─── PROVIDED INFORMATION

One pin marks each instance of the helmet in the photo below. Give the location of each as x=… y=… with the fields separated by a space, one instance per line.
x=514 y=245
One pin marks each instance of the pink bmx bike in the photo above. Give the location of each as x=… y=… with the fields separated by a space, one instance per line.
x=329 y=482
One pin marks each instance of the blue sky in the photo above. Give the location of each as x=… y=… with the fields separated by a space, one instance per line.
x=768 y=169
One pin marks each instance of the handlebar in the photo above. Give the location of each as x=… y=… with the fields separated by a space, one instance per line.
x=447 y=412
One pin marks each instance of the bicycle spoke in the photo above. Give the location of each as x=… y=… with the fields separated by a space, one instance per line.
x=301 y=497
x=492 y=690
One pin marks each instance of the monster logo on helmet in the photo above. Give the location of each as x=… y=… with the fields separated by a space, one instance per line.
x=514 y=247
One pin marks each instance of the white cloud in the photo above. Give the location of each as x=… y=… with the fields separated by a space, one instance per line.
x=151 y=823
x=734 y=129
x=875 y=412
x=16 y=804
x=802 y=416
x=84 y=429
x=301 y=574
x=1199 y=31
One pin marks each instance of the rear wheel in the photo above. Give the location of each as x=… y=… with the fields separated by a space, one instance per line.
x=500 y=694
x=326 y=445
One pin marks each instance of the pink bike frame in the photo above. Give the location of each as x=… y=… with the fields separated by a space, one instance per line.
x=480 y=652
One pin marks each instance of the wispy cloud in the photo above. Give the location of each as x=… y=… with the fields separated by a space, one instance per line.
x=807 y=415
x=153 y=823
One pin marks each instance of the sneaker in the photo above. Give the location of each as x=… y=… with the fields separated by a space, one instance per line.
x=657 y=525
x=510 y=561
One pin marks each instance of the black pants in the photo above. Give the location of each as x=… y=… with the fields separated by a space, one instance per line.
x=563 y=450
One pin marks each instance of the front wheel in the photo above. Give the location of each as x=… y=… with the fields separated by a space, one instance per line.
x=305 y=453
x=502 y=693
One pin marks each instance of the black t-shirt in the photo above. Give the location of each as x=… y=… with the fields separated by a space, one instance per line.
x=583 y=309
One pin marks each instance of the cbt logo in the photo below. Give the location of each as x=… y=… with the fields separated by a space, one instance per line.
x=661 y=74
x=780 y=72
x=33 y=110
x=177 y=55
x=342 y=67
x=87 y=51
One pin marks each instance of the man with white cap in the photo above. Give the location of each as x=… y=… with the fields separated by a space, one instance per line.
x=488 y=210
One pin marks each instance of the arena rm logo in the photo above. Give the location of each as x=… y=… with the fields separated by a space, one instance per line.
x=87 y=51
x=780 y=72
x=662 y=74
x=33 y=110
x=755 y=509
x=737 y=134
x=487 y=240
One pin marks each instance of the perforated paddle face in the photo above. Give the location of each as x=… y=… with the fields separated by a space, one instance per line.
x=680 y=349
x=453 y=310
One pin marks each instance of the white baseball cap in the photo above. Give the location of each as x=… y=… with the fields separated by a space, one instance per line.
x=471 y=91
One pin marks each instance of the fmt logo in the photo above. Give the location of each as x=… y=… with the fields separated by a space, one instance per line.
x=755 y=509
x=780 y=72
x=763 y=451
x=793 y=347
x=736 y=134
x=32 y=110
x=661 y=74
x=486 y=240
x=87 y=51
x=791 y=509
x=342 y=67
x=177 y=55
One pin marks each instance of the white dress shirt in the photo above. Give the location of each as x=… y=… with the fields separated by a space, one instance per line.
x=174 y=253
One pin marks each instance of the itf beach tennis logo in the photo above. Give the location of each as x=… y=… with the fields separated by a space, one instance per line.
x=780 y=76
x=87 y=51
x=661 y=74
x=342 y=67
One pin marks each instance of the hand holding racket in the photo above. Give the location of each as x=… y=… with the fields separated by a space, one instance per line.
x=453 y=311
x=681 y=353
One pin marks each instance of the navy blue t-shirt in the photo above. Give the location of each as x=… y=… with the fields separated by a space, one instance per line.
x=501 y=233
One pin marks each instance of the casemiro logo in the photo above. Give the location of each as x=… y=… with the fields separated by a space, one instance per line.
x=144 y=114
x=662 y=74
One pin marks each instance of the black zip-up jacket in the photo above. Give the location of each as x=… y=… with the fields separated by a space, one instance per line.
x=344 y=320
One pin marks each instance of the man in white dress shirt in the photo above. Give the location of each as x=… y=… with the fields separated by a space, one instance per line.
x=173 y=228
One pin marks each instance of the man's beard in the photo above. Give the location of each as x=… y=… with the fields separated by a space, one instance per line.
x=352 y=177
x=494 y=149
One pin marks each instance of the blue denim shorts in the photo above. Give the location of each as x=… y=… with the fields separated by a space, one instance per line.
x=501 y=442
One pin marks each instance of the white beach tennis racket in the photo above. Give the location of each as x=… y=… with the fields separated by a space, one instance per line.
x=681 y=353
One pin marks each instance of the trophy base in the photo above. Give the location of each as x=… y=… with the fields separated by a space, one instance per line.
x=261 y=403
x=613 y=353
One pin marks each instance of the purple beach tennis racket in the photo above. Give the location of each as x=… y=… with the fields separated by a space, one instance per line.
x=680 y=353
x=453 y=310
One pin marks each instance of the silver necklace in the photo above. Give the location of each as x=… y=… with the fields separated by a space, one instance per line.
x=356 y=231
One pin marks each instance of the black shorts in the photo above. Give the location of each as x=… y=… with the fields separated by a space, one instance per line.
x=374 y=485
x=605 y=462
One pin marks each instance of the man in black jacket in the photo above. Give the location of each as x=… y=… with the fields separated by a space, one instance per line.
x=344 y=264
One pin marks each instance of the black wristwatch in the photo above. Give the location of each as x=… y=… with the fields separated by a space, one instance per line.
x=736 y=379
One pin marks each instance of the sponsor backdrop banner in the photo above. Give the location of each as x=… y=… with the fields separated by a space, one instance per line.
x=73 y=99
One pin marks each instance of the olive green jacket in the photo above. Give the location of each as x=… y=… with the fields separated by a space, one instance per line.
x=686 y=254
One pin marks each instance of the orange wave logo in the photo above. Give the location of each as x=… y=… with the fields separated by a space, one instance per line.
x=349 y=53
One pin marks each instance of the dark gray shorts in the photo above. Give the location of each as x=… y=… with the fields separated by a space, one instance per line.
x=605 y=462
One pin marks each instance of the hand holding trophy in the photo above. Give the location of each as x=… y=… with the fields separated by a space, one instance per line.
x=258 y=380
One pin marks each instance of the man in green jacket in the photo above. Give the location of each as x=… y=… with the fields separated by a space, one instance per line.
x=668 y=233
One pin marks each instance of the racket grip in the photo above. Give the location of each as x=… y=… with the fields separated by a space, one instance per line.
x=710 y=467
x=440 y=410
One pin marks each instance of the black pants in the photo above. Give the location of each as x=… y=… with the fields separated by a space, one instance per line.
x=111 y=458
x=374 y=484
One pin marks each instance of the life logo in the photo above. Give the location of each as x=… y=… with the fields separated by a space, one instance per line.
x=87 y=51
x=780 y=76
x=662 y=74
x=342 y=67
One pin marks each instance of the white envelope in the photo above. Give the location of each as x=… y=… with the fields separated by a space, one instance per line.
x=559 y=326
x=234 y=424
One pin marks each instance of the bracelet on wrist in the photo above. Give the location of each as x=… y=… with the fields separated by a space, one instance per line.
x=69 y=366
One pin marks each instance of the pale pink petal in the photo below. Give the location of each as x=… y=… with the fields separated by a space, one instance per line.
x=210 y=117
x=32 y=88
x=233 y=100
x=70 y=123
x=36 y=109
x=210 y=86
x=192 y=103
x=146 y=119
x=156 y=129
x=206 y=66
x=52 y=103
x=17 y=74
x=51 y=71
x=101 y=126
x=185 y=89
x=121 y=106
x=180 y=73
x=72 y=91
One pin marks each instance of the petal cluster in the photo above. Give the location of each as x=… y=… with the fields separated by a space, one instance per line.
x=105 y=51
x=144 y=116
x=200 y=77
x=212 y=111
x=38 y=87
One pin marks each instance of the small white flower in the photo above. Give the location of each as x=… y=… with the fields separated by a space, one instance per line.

──────

### STATED PROBLEM
Give back, unchanged, everything from the start of the listing down to the line holding "x=329 y=482", with that line included.

### OUTPUT OF THE TASK
One pin marks each instance of the helmet in the photo below. Give the location of each as x=… y=… with the fields separated by a space, one instance per line.
x=514 y=245
One pin marks each instance of the pink bmx bike in the photo above. Give the location of each as x=… y=… with the fields separated by a space, one instance per line.
x=329 y=482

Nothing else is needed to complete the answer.